§ Kutipan untuk Dibaca
Beberapa bulan yang lalu Pak Johar kena tilang, karena lupa, melanggar peraturan lalu lintas, yaitu naik sepeda motor masuk ke jalur cepat. Jalan itu jauh dari rumah Pak Johar sehingga Pak Johar tidak sadar kalau dilarang melalui jalur cepat.
Selain itu memang tidak ada tanda larangan (wajib) ke jalur cepat, yang ada hanya tanda petunjuk ke jalru lambat yang dikira “sunat” alias anjuran saja, tidak wajib. Selain Pak Johar banyak juga pengendara sepeda motor yang kena tilang karena lewat jalur cepat itu.
Ya sudah, Pak Johar terima kena tilang dan diberi surat tilang warna merah. STNK ditahan dan harus mengambilnya di Pengadilan Negri sepekan berikutnya setelah disidang dan membayar denda.
Waduh, kok diberi surat tilang warna merah? Kata orang yang menjadi persepsi Pak Johar, kalau warna merah itu artinya pengendara tidak mengakui kesalahannya. Dendanya besar. Maka ketika waktunya mau sidang Pak Johar membawa uang banyak2, takut dendanya besar. Dari internet melanggar rambu itu dendanya 500 ribu rupiah.

§ Bahan yang Disediakan
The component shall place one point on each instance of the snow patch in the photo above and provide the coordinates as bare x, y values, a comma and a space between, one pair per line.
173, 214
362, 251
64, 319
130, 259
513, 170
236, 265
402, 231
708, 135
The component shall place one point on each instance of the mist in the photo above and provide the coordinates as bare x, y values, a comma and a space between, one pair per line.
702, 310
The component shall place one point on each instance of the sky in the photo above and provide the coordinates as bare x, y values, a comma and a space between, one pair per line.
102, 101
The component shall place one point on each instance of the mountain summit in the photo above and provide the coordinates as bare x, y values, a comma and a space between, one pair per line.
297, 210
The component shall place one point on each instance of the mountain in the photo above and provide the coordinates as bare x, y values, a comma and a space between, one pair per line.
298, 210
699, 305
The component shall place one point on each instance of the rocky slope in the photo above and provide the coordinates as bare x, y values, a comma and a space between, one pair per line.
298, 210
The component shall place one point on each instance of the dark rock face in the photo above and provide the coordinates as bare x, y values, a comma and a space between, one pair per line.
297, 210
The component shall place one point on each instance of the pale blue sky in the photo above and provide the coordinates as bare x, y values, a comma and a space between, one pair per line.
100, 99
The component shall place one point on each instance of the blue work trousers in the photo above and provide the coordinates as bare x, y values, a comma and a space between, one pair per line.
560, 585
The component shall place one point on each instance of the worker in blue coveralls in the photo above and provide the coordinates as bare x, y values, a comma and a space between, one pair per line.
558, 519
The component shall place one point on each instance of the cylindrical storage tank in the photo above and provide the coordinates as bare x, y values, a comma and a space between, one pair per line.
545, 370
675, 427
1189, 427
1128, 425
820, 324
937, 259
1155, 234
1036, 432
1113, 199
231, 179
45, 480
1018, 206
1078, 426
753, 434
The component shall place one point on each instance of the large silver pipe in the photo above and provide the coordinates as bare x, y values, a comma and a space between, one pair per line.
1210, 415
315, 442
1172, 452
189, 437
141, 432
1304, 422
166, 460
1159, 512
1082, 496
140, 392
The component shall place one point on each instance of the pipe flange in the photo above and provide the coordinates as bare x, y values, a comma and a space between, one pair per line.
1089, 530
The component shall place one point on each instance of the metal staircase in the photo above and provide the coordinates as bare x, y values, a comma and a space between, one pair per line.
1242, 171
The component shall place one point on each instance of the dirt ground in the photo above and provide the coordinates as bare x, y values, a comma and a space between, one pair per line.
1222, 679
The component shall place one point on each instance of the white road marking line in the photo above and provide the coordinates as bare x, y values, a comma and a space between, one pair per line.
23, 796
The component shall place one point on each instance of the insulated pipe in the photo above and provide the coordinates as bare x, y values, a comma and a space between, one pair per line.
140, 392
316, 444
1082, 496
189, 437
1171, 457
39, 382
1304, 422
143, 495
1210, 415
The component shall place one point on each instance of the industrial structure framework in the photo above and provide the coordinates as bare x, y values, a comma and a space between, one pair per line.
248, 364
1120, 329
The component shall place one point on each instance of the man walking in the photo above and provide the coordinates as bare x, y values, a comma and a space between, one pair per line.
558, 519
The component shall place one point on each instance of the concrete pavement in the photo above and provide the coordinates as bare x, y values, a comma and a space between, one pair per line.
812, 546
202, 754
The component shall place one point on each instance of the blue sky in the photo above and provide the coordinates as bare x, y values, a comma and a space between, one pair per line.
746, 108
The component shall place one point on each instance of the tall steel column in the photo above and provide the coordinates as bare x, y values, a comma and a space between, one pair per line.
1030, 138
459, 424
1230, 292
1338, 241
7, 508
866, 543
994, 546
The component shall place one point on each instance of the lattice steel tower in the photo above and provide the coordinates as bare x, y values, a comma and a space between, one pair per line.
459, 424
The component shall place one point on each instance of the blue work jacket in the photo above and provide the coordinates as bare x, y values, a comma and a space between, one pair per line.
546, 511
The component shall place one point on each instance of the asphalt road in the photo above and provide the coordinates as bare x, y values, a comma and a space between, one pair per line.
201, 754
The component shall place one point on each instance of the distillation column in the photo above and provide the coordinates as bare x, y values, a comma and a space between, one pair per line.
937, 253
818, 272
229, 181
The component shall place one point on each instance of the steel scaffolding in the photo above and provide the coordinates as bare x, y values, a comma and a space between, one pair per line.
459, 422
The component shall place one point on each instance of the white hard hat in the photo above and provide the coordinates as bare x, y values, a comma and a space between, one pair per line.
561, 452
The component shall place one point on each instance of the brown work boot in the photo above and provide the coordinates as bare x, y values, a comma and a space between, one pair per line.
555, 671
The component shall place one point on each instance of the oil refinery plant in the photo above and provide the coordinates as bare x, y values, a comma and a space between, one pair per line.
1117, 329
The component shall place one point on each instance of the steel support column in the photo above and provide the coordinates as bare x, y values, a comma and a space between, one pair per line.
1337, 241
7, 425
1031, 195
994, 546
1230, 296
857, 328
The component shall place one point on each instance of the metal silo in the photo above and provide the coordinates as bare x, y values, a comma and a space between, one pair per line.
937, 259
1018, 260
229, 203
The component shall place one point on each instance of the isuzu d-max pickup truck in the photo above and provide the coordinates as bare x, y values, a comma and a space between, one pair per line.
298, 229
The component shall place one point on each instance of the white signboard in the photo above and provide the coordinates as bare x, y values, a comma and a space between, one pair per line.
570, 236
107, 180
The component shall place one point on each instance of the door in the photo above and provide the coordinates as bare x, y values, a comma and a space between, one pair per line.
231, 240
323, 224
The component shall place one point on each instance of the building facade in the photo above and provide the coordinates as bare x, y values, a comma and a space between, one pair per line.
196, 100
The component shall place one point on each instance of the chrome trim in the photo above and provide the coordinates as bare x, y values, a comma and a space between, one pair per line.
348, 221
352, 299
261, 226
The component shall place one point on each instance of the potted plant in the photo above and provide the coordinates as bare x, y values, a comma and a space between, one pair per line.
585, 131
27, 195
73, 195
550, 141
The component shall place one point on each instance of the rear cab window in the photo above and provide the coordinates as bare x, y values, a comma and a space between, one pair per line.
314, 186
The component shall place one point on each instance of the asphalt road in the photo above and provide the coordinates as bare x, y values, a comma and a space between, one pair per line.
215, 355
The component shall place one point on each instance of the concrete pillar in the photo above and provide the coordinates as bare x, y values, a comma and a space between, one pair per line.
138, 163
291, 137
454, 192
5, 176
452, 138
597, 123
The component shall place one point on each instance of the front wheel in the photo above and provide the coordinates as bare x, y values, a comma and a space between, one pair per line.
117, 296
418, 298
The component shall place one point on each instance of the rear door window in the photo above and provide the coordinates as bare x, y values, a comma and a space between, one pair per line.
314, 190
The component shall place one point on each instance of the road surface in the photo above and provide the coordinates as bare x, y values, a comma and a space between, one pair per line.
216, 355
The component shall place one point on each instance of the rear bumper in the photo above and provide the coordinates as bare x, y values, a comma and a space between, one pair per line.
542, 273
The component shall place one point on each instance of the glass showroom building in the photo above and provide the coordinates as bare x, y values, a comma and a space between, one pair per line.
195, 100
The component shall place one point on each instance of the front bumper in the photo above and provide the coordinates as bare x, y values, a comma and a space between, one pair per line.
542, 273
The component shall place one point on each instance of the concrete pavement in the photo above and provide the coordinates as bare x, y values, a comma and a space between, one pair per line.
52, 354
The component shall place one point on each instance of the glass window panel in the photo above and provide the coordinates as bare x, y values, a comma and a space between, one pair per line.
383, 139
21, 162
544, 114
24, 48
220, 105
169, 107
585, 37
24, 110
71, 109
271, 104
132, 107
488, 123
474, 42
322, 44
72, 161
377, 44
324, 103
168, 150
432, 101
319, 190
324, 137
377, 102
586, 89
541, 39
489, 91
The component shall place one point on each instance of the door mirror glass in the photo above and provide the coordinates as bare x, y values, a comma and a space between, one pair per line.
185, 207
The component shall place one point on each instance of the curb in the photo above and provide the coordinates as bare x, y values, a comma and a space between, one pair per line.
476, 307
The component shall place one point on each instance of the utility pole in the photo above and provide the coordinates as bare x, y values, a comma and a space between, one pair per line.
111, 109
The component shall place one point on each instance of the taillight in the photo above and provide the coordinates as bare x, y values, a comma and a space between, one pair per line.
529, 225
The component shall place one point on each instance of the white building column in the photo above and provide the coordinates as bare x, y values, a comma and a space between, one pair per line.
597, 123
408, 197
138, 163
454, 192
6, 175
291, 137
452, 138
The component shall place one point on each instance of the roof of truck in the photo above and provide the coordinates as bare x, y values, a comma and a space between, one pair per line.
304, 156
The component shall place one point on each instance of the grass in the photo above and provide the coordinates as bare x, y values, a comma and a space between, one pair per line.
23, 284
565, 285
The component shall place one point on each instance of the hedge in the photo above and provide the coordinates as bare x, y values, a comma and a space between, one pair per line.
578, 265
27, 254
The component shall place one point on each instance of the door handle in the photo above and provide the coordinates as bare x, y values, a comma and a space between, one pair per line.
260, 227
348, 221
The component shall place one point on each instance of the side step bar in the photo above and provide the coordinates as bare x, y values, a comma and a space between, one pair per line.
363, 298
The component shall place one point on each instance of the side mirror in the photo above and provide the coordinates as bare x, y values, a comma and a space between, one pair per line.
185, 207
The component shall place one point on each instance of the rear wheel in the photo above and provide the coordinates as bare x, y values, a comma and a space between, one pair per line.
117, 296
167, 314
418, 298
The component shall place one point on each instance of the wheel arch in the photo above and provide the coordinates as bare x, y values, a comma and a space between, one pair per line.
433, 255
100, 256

§ Latihan A
Cetaklah bagian kutipan tentang tilang Pak Johar di atas, mulai dari "Ya sudah, Pak" sampai dengan "500 ribu rupiah.", tanpa mengubah satu kata atau tanda baca pun.
§ Latihan B
Keluarkan kembali baris-baris daftar di atas, mulai dari baris yang memuat "of the wheel" sampai dengan baris terakhir daftar, tanpa perubahan apa pun. Tuliskan hanya baris-baris tersebut.

§ Jawaban yang Diharapkan A
Ya sudah, Pak Johar terima kena tilang dan diberi surat tilang warna merah. STNK ditahan dan harus mengambilnya di Pengadilan Negri sepekan berikutnya setelah disidang dan membayar denda.
Waduh, kok diberi surat tilang warna merah? Kata orang yang menjadi persepsi Pak Johar, kalau warna merah itu artinya pengendara tidak mengakui kesalahannya. Dendanya besar. Maka ketika waktunya mau sidang Pak Johar membawa uang banyak2, takut dendanya besar. Dari internet melanggar rambu itu dendanya 500 ribu rupiah.

§ Jawaban yang Diharapkan B
The component shall place one point on each instance of the wheel arch in the photo above and provide the coordinates as bare x, y values, a comma and a space between, one pair per line.
433, 255
100, 256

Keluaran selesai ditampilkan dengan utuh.